** TRY IT **
Exactly as given, transcribe each entry that follows.

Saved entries
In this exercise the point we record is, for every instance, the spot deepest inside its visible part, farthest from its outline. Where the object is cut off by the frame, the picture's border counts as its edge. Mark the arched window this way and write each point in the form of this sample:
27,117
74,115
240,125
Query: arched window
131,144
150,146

** THE ANSWER **
In this exercise the point we record is, for every instance, the spot deepest inside its visible part, farthest from its outline. Where the object is cut off by the frame, the picture's border counts as its edge. Mark the arched window this way and write each point in the form of this sample:
27,117
74,115
240,125
Query: arched window
131,144
150,146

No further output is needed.